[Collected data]
···
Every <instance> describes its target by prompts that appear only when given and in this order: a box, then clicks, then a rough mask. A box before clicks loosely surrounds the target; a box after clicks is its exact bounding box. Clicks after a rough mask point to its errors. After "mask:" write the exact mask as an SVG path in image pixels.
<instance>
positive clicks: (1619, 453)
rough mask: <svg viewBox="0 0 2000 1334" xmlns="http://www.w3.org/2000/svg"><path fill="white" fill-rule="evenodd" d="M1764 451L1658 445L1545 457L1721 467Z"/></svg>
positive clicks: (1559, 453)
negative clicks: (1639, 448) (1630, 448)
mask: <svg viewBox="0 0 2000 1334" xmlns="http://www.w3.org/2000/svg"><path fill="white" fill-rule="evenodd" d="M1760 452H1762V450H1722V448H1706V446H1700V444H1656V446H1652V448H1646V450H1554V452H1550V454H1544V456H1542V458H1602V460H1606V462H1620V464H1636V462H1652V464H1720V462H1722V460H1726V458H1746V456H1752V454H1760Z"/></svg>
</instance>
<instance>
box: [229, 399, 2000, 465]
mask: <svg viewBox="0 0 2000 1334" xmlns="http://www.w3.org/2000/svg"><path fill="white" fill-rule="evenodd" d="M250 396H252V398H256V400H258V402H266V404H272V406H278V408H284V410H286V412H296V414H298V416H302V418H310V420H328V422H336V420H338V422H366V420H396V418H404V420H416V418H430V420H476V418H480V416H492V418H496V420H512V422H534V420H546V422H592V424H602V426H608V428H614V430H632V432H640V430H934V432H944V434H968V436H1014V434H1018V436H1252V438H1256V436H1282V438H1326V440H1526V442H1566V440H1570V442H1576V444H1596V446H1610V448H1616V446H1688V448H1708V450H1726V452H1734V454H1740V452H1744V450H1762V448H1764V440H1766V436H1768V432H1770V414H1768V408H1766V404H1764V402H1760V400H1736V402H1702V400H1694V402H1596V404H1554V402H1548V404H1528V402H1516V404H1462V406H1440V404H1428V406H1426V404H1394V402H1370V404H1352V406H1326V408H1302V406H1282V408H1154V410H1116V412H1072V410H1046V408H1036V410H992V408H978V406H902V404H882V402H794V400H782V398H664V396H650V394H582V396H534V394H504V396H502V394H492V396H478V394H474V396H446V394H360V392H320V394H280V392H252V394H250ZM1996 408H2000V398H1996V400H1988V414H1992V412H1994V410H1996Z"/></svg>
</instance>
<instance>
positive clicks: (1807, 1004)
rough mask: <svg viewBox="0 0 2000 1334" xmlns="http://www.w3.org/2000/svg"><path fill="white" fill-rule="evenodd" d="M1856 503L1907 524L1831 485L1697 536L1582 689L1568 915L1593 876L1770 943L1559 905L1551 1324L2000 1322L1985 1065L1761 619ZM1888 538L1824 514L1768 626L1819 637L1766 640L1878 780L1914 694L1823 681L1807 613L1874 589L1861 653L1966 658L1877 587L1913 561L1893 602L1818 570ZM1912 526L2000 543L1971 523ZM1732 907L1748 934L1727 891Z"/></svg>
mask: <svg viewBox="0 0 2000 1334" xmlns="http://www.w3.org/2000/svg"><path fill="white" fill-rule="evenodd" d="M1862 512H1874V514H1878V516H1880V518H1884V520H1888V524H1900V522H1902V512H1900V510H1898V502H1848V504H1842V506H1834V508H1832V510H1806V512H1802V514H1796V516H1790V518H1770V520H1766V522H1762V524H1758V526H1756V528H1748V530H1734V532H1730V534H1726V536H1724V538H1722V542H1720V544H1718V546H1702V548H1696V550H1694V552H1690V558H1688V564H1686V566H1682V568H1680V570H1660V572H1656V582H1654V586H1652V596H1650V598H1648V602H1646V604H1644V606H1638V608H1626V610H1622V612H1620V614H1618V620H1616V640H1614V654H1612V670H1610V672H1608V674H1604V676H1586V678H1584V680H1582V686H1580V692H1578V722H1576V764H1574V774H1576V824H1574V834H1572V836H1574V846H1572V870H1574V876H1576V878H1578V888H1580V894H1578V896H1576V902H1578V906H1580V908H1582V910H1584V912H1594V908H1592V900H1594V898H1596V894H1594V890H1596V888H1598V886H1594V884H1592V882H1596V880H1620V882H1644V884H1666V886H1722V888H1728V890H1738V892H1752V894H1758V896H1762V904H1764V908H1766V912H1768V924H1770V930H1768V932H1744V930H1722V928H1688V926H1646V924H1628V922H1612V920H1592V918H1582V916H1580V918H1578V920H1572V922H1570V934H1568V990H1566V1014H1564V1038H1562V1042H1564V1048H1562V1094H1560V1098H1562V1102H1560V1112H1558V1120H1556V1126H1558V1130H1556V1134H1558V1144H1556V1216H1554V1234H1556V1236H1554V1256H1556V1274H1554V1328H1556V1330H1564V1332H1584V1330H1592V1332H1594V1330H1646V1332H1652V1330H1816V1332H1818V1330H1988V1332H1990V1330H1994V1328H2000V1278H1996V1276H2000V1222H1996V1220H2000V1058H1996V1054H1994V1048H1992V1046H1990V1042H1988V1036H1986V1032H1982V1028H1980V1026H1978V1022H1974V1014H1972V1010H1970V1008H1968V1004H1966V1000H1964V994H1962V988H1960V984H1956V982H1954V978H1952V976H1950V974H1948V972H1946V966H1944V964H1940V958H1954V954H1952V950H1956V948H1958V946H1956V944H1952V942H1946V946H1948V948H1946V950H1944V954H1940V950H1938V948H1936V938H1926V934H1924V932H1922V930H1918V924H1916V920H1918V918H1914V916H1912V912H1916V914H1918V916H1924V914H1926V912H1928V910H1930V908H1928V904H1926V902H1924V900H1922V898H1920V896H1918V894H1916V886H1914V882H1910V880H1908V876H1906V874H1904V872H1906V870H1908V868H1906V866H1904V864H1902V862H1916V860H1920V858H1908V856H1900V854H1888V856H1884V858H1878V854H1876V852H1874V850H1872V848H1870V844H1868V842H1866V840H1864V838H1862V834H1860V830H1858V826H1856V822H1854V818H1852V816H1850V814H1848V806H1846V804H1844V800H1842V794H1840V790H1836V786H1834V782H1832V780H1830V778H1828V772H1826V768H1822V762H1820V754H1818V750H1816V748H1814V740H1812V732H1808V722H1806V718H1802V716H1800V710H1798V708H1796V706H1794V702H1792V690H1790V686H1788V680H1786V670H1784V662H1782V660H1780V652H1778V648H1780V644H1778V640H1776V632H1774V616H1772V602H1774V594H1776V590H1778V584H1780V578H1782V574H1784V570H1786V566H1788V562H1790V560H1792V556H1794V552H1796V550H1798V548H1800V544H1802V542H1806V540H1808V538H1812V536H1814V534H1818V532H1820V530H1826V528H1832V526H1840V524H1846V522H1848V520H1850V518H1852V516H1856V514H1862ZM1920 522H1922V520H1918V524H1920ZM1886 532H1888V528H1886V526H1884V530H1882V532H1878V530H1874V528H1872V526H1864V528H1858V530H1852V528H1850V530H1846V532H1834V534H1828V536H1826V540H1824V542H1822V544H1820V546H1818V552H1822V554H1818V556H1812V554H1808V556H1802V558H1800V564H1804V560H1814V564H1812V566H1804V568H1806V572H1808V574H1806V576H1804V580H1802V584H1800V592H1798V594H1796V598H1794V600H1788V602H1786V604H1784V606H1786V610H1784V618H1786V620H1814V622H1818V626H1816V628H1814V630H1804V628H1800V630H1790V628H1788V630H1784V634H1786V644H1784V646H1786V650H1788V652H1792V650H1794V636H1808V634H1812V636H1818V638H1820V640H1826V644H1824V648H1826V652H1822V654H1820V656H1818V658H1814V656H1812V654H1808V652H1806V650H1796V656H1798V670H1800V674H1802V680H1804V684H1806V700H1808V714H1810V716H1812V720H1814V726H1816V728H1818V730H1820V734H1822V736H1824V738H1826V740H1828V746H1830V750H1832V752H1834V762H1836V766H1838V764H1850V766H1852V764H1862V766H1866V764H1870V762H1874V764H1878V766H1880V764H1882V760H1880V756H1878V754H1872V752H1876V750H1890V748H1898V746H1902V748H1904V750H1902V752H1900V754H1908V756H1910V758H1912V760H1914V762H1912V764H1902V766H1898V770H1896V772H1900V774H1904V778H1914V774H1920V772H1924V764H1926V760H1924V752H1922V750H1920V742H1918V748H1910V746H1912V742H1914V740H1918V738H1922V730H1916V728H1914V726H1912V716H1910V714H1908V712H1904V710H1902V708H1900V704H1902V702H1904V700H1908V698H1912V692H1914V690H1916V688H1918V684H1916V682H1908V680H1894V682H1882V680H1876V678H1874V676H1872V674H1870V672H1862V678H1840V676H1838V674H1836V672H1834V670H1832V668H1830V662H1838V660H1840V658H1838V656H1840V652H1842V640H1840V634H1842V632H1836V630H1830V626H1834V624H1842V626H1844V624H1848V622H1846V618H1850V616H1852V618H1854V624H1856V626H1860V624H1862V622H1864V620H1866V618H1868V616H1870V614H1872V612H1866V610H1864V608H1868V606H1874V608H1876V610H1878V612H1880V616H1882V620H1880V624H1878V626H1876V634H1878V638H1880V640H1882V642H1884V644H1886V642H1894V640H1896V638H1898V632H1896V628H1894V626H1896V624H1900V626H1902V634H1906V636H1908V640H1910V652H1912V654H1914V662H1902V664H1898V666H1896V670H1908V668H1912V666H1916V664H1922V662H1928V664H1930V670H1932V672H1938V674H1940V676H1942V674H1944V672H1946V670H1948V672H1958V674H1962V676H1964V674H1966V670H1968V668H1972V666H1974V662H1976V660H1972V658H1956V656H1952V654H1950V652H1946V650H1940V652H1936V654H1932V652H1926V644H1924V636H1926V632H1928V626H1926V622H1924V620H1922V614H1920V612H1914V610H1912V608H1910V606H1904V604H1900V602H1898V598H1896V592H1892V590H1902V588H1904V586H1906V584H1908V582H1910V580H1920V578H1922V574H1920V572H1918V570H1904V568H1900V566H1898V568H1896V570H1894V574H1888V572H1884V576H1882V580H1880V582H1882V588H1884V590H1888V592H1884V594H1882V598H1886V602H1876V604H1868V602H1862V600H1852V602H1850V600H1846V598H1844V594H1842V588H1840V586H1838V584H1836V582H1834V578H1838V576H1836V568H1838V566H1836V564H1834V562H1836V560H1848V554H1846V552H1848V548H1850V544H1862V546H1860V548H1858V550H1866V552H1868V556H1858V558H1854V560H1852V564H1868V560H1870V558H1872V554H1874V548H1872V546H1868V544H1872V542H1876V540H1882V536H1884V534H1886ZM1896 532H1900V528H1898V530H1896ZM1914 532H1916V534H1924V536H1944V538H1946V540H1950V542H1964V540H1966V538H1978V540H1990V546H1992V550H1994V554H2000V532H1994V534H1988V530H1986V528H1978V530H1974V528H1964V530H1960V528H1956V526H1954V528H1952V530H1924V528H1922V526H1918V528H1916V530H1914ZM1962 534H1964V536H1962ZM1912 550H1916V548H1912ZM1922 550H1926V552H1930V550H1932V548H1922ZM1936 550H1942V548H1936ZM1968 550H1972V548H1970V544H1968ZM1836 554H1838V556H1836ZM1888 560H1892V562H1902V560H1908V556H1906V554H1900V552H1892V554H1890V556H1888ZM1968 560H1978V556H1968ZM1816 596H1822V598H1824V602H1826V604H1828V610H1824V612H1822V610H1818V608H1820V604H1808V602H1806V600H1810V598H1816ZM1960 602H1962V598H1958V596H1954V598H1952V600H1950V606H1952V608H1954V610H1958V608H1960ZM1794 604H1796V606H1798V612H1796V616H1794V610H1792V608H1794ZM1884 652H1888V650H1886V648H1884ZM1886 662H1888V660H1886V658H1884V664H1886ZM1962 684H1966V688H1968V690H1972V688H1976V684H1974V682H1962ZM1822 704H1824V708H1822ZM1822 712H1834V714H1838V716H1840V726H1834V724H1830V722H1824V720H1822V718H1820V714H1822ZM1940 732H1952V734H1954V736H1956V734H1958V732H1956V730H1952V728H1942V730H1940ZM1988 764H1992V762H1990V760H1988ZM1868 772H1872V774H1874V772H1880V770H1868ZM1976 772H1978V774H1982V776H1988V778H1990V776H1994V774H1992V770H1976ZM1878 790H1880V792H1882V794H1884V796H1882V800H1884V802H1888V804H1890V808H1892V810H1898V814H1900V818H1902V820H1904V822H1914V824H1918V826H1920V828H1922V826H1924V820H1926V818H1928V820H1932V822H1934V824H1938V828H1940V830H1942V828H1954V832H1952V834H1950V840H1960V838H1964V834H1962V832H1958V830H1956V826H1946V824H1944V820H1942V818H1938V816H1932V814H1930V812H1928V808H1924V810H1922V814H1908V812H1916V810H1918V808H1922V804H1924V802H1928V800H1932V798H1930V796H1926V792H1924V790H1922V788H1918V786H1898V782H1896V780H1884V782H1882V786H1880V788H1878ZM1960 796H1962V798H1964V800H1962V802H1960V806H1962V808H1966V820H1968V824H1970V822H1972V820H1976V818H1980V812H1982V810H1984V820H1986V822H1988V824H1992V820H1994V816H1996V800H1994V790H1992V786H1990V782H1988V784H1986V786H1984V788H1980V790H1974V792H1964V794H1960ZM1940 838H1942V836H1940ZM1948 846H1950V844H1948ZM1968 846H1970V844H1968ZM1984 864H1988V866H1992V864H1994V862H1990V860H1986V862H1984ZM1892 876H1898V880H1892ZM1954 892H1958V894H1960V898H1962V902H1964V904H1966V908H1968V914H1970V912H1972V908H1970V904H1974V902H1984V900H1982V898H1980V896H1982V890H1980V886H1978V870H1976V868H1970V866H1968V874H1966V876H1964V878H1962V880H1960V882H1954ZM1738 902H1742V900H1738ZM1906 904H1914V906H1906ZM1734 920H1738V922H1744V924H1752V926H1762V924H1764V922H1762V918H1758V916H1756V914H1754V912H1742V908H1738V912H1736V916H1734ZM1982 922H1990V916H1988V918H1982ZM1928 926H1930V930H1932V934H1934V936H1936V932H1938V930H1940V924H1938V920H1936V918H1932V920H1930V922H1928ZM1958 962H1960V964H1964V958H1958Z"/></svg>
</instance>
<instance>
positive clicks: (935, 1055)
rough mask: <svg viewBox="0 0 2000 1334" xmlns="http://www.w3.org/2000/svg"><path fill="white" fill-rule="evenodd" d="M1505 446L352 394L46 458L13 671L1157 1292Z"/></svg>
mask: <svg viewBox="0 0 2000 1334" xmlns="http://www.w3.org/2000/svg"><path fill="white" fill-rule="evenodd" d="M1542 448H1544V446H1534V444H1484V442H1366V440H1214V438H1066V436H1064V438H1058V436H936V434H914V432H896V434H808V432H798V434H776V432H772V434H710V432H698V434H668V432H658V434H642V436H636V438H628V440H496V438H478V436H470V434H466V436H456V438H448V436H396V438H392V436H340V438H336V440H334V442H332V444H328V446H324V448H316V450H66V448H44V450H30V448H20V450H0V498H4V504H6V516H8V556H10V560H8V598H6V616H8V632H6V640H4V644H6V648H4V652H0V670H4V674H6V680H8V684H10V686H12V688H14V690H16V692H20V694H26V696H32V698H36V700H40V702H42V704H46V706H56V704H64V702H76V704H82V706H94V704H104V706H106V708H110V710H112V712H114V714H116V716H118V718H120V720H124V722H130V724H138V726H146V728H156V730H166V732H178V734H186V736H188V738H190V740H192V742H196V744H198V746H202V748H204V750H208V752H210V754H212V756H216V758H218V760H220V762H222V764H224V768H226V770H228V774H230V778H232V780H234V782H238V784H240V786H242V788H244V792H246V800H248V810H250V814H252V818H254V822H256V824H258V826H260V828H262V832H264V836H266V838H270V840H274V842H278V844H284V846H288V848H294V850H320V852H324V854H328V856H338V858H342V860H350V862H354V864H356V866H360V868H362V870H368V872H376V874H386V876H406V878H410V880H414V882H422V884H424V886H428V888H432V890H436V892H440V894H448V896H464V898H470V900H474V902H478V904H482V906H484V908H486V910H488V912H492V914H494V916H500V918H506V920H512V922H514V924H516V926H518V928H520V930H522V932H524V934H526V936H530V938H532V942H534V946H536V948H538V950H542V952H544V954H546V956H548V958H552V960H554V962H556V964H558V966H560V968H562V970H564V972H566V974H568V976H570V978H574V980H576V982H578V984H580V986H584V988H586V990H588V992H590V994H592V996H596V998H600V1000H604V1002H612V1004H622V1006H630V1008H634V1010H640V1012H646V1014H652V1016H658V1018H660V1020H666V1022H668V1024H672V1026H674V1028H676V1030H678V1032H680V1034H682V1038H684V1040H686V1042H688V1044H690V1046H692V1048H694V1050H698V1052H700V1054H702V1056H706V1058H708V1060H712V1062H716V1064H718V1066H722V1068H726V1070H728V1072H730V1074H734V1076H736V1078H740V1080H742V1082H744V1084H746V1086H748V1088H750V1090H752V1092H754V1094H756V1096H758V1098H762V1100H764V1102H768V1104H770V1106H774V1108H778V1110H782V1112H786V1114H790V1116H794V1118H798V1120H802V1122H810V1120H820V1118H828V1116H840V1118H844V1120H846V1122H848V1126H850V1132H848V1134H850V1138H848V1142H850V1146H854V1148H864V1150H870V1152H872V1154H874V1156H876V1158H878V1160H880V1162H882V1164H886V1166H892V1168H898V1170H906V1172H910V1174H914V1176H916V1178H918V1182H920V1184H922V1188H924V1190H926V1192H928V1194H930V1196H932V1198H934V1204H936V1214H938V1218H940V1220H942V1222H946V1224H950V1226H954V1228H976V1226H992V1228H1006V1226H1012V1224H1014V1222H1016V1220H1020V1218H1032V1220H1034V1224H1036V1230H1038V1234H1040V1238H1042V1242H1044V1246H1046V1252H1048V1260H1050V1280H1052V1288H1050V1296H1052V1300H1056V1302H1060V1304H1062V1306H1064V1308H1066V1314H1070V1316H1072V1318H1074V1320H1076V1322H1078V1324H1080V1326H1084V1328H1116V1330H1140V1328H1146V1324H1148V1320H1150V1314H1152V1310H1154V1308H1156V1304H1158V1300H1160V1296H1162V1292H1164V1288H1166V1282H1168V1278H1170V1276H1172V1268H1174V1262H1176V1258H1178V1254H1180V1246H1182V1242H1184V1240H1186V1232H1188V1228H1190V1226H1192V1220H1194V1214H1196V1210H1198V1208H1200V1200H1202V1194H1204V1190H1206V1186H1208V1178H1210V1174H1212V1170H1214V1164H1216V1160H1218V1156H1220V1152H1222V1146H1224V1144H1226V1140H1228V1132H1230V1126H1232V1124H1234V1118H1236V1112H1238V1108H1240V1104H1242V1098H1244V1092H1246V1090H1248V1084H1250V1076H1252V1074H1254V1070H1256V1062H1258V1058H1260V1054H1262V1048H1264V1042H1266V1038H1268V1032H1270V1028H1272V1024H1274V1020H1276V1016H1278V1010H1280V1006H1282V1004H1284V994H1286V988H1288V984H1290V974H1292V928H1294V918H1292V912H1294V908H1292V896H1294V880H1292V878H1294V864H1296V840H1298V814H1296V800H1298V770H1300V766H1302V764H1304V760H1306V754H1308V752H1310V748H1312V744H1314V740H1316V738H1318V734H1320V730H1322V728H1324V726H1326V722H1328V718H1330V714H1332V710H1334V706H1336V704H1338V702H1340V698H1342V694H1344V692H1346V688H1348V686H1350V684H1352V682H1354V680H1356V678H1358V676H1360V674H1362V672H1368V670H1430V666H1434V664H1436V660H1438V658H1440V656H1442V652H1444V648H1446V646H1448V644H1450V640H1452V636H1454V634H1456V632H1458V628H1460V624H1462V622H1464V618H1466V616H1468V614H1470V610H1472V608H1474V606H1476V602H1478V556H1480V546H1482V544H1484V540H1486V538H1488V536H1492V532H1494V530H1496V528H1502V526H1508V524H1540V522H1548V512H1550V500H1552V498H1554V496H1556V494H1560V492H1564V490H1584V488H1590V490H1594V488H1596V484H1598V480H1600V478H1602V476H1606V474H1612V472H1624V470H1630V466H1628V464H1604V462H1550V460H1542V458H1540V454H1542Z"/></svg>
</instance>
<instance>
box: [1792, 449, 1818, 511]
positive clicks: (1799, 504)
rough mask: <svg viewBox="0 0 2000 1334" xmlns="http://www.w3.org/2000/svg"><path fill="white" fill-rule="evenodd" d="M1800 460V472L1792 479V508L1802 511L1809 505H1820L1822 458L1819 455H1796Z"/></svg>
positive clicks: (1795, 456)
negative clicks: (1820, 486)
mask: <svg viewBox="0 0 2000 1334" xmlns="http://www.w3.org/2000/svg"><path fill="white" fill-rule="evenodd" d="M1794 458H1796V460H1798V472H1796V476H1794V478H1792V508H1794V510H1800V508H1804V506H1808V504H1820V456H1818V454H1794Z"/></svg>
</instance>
···
◆ PROBLEM TO SOLVE ◆
Copy the items from the start through the line containing "positive clicks: (1619, 453)", replacing "positive clicks" with "foreground clicks" and keeping everything else the same.

◆ EXPECTED ANSWER ◆
Every <instance> describes its target by prompts that appear only when given and in this order: a box, then clicks, then a rough mask. A box before clicks loosely surrounds the target; a box after clicks is its exact bounding box. Clicks after a rough mask point to its errors. After "mask:" write the exact mask as an SVG path in image pixels.
<instance>
foreground clicks: (1619, 453)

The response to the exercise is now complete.